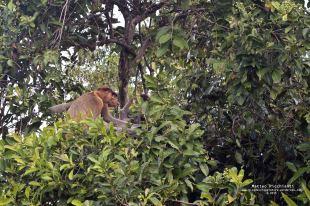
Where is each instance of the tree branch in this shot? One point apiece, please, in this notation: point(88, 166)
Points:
point(119, 42)
point(149, 11)
point(145, 44)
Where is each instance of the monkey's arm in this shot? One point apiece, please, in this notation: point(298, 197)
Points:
point(124, 111)
point(108, 117)
point(60, 107)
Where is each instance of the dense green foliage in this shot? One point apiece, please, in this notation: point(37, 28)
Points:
point(229, 88)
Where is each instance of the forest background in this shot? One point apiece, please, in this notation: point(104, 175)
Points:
point(228, 111)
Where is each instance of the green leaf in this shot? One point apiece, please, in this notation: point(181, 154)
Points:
point(304, 147)
point(246, 182)
point(277, 75)
point(5, 201)
point(161, 31)
point(71, 175)
point(155, 201)
point(305, 31)
point(34, 183)
point(30, 170)
point(27, 192)
point(162, 50)
point(46, 177)
point(276, 5)
point(10, 63)
point(291, 166)
point(76, 202)
point(297, 174)
point(180, 42)
point(288, 200)
point(11, 6)
point(306, 190)
point(238, 157)
point(164, 38)
point(205, 169)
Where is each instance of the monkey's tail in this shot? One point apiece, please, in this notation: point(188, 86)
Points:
point(60, 107)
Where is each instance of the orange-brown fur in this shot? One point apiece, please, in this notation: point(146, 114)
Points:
point(90, 105)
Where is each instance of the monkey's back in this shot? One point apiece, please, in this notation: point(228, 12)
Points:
point(86, 106)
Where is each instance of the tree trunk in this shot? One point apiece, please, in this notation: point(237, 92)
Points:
point(124, 75)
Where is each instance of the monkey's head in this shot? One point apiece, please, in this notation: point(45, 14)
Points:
point(108, 96)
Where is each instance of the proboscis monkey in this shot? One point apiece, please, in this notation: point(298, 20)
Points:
point(90, 105)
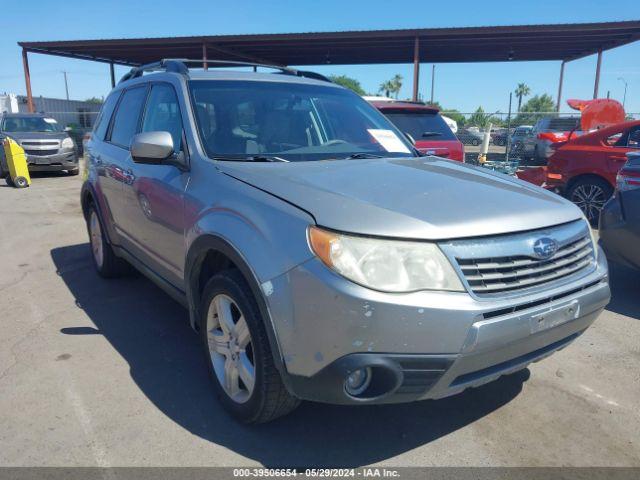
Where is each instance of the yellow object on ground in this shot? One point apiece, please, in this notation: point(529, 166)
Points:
point(17, 164)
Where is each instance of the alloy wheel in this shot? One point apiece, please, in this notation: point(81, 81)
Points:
point(230, 348)
point(590, 199)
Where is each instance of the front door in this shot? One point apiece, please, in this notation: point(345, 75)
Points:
point(154, 194)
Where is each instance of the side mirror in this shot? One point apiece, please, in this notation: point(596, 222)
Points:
point(151, 147)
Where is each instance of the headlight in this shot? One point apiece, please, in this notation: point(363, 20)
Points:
point(386, 265)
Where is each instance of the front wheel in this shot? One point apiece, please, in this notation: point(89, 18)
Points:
point(590, 195)
point(238, 354)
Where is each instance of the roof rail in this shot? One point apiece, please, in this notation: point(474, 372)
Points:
point(179, 65)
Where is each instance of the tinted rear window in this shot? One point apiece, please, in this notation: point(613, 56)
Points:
point(422, 126)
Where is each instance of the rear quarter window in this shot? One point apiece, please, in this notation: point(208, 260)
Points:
point(104, 117)
point(421, 126)
point(127, 117)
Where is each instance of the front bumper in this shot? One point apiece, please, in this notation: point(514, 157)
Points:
point(419, 345)
point(52, 163)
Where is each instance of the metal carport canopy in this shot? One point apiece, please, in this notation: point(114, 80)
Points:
point(563, 42)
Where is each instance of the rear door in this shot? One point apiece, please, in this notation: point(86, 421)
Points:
point(99, 155)
point(154, 195)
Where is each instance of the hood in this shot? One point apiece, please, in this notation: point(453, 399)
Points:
point(419, 198)
point(19, 136)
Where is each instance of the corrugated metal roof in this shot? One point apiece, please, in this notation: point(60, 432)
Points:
point(437, 45)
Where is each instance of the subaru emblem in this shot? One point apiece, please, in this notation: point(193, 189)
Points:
point(545, 248)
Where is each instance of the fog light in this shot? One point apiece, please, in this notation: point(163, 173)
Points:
point(357, 381)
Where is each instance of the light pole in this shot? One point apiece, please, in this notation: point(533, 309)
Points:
point(624, 98)
point(66, 85)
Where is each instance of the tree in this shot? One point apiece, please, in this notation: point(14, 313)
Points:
point(348, 82)
point(522, 91)
point(536, 107)
point(392, 86)
point(454, 115)
point(478, 118)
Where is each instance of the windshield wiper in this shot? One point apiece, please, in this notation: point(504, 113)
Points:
point(356, 156)
point(249, 158)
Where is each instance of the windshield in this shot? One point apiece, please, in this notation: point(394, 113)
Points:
point(293, 122)
point(422, 126)
point(29, 124)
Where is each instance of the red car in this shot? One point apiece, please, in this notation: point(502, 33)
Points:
point(426, 127)
point(584, 169)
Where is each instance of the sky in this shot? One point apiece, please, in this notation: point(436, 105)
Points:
point(461, 86)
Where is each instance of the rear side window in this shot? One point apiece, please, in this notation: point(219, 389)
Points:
point(102, 122)
point(163, 114)
point(422, 126)
point(125, 122)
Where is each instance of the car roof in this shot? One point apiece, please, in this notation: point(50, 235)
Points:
point(230, 75)
point(400, 105)
point(22, 114)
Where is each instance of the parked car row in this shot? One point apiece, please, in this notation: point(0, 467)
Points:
point(425, 126)
point(619, 225)
point(47, 147)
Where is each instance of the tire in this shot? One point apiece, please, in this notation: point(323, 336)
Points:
point(20, 182)
point(238, 354)
point(590, 194)
point(107, 264)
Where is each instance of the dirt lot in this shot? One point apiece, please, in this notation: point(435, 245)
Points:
point(108, 373)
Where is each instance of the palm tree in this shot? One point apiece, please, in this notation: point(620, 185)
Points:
point(386, 88)
point(522, 91)
point(391, 86)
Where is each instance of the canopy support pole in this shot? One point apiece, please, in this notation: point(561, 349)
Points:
point(560, 85)
point(204, 57)
point(597, 82)
point(416, 68)
point(27, 80)
point(113, 75)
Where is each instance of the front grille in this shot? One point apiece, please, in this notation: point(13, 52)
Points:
point(490, 275)
point(507, 263)
point(41, 153)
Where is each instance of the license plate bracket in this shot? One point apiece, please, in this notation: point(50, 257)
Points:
point(555, 316)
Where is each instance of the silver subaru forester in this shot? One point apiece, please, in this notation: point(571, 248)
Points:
point(319, 255)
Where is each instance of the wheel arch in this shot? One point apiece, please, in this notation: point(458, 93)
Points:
point(586, 175)
point(210, 254)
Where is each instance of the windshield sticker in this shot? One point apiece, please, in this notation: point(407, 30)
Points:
point(389, 140)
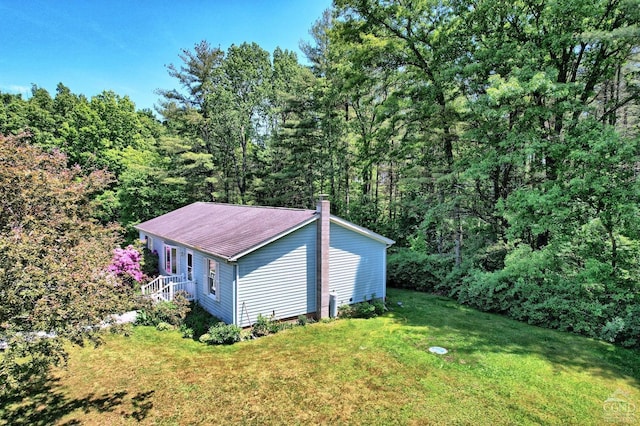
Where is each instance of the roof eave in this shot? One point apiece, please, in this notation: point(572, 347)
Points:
point(243, 253)
point(362, 231)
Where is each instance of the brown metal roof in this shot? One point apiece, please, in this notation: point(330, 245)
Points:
point(226, 230)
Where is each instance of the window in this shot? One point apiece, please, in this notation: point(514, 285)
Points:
point(189, 266)
point(213, 279)
point(171, 260)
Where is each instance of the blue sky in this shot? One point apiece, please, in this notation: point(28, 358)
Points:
point(96, 45)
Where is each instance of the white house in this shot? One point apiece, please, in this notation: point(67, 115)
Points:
point(242, 261)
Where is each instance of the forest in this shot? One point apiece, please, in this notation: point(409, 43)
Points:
point(497, 142)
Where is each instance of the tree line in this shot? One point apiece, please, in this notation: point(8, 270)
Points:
point(497, 142)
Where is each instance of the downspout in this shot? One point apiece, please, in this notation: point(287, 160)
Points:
point(234, 314)
point(322, 257)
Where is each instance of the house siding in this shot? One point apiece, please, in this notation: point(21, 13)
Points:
point(279, 279)
point(357, 266)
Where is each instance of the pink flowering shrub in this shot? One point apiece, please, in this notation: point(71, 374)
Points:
point(125, 264)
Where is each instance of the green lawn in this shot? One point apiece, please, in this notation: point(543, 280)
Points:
point(376, 371)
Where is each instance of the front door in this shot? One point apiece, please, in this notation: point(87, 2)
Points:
point(171, 260)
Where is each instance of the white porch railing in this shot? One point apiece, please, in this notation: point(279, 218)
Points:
point(165, 287)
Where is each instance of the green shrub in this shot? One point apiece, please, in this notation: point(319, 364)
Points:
point(222, 334)
point(164, 326)
point(265, 326)
point(416, 270)
point(362, 310)
point(187, 332)
point(198, 320)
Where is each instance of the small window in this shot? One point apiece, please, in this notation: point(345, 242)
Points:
point(213, 279)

TASK TO CARRY OUT » Repeat the records above, starting at their first line and ending at the line that contains "point(228, 111)", with the requests included and the pictures left out, and shift every coordinate in the answer points by -92.

TASK RESULT »
Where is each instance of the tree branch in this shot? One point apiece, please, in this notation: point(88, 166)
Points:
point(27, -50)
point(57, -81)
point(53, -48)
Where is each instance of the monkey's arm in this shot? One point apiece, please, in this notation: point(298, 197)
Points:
point(32, 19)
point(16, 25)
point(-32, 15)
Where is each instance of the dense green foliage in this shot? One point apiece, please, in this notation: point(37, 28)
Points:
point(137, -4)
Where is each instance of the forest background in this shot? One point apiece, please, in this notation: point(104, 175)
Points:
point(136, 19)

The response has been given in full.